# [Texto de leitura]
──────────

O Natal é uma salada de culturas e interesses. Vem do paganismo, tem a ver com o sol e conjunções astrológicas. O 25 de dezembro em nada se relaciona com o aniversário de Jesus Cristo, foi fixado por decreto de Constantino, imperador romano, instaurador do catolicismo, no século IV. O presépio é representação europeia surgida no século XIII; inclui gado bovino, improvável em Jerusalém. O pinheiro veio da Alemanha, via Inglaterra: o príncipe Alberto, casado com a rainha Vitória, sentiu saudades da sua terra e mandou buscar algo típico, um pinheiro. Virou moda cristã, dado o poder imperial inglês. As bolas vieram de antigos rituais pagãos. As lâmpadas surgiram com Thomas Edison exibindo a sua invenção. Renas existem no Canadá ártico. Duendes são coisa ibérica. O Papai Noel é uma figura do século XIX, um arcebispo turco com roupas da Lapônia, criação e cores da Coca-Cola.

──────────

# [Material extraído]
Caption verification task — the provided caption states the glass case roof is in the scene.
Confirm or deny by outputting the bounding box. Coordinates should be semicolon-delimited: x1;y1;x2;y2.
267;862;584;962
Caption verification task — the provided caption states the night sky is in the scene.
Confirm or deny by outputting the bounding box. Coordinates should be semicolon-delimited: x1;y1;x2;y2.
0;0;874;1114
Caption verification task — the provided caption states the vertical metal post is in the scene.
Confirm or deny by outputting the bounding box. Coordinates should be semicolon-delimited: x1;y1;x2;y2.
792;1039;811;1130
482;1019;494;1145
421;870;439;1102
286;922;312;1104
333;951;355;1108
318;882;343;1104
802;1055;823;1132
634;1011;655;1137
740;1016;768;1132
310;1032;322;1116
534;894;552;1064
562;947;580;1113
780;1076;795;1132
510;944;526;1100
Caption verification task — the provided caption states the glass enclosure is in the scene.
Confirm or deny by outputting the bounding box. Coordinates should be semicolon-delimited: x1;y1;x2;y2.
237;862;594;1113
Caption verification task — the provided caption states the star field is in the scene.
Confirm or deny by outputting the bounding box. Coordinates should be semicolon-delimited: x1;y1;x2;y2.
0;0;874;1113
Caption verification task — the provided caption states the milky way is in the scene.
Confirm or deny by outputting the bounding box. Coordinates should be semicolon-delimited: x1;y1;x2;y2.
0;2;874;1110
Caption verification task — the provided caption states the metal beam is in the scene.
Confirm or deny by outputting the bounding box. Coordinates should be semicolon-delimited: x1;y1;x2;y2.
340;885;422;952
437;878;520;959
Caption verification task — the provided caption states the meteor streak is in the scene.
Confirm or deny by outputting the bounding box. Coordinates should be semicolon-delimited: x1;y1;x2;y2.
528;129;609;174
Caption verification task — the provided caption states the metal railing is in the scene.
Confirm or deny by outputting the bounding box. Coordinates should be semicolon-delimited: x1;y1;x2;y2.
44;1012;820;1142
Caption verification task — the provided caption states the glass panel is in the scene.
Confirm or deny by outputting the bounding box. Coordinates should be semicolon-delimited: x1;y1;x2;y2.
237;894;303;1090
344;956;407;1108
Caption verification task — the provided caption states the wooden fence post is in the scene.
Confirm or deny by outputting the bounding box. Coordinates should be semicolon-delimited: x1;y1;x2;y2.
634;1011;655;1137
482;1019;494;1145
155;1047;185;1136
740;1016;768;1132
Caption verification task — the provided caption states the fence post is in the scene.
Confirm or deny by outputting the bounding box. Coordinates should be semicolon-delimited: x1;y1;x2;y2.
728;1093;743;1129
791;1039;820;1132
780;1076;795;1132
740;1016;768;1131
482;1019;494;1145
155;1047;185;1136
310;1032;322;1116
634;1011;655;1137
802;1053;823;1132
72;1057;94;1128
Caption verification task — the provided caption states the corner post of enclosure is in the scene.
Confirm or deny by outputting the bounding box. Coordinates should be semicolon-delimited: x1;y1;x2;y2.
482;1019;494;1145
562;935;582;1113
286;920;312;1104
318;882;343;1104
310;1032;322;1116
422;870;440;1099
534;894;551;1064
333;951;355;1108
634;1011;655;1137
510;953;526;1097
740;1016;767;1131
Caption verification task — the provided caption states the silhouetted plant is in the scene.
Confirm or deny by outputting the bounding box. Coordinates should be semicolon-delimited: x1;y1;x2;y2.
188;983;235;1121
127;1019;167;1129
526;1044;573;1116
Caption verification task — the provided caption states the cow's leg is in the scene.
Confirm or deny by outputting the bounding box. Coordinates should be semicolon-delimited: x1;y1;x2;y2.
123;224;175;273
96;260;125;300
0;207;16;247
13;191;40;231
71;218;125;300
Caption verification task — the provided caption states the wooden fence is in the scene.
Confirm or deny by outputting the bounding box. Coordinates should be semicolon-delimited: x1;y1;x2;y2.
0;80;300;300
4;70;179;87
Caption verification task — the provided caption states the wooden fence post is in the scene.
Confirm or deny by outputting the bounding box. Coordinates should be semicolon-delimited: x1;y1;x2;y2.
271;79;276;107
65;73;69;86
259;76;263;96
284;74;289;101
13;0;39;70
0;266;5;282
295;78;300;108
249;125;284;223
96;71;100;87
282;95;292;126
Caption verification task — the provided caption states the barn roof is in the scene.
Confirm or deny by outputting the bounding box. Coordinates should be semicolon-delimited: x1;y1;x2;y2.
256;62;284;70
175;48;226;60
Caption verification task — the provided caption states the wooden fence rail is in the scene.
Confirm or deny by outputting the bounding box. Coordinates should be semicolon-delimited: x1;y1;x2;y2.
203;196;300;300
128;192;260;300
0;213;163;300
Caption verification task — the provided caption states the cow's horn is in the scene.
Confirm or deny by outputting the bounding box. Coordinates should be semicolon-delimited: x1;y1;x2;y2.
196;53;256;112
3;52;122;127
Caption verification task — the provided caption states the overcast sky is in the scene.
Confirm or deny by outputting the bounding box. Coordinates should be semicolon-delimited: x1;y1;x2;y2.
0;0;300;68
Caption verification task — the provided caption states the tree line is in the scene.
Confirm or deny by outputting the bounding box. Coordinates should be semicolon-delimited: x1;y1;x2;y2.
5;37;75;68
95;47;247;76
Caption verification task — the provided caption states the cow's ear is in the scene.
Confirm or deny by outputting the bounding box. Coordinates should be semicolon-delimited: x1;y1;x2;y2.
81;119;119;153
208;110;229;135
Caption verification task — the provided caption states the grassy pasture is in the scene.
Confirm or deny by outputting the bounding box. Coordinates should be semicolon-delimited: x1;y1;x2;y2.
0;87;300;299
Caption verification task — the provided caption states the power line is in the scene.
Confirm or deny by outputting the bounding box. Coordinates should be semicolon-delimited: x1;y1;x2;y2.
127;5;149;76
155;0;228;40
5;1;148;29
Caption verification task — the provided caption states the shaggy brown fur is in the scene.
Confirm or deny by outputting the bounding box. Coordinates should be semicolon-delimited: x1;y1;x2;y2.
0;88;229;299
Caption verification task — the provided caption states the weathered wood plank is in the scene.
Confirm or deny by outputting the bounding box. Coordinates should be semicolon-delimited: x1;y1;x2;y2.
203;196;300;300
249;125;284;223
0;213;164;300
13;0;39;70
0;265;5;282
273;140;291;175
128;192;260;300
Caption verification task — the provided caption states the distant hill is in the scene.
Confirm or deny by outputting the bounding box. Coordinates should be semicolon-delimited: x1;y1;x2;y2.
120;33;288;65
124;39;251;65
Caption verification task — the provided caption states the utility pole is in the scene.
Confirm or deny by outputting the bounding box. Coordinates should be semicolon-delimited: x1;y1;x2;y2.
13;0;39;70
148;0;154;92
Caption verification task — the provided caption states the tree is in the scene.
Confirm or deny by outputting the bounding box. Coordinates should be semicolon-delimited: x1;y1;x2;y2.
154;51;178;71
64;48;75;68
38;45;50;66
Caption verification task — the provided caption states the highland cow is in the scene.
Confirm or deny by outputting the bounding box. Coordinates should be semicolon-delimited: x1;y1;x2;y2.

──────────

# [Tarefas a cumprir]
- a) Copie do texto sobre as origens do Natal o trecho que vai de "O Natal é uma" até "cores da Coca-Cola.", inclusive.
- b) Segundo o texto sobre as origens do Natal, quem fixou a data de 25 de dezembro?
- c) Dê sequência ao texto sobre as origens do Natal a partir da última frase apresentada.

# [Respostas das tarefas]
- a)
O Natal é uma salada de culturas e interesses. Vem do paganismo, tem a ver com o sol e conjunções astrológicas. O 25 de dezembro em nada se relaciona com o aniversário de Jesus Cristo, foi fixado por decreto de Constantino, imperador romano, instaurador do catolicismo, no século IV. O presépio é representação europeia surgida no século XIII; inclui gado bovino, improvável em Jerusalém. O pinheiro veio da Alemanha, via Inglaterra: o príncipe Alberto, casado com a rainha Vitória, sentiu saudades da sua terra e mandou buscar algo típico, um pinheiro. Virou moda cristã, dado o poder imperial inglês. As bolas vieram de antigos rituais pagãos. As lâmpadas surgiram com Thomas Edison exibindo a sua invenção. Renas existem no Canadá ártico. Duendes são coisa ibérica. O Papai Noel é uma figura do século XIX, um arcebispo turco com roupas da Lapônia, criação e cores da Coca-Cola.

- b) Constantino, imperador romano, por decreto no século IV.

- c)
Suponho que isso tudo sejam coisas sabidas. Em sendo, não compreendo as comemorações, os transportes emotivos diante de um Natal que se declara que já não é como um dia teria sido. Não identifico o que se comemora. Nem sei se as pessoas sabem o que estão comemorando. Seria a solidariedade entre os humanos? Mas isso lá é coisa que se restrinja a poucos dias? E se transforme em rituais religiosos misturados com apelos comerciais e ostentação em compras? Vejo esse negócio não exatamente como hipocrisia, mas como kitsch, ou seja, melodramático, de gosto vulgar, estereotipado, querendo expressar valores, mas o fazendo de modo falseado. Proponho que o mundo pense melhor a questão: edificar o espírito de Natal que hoje eu soube que nunca foi encontrado.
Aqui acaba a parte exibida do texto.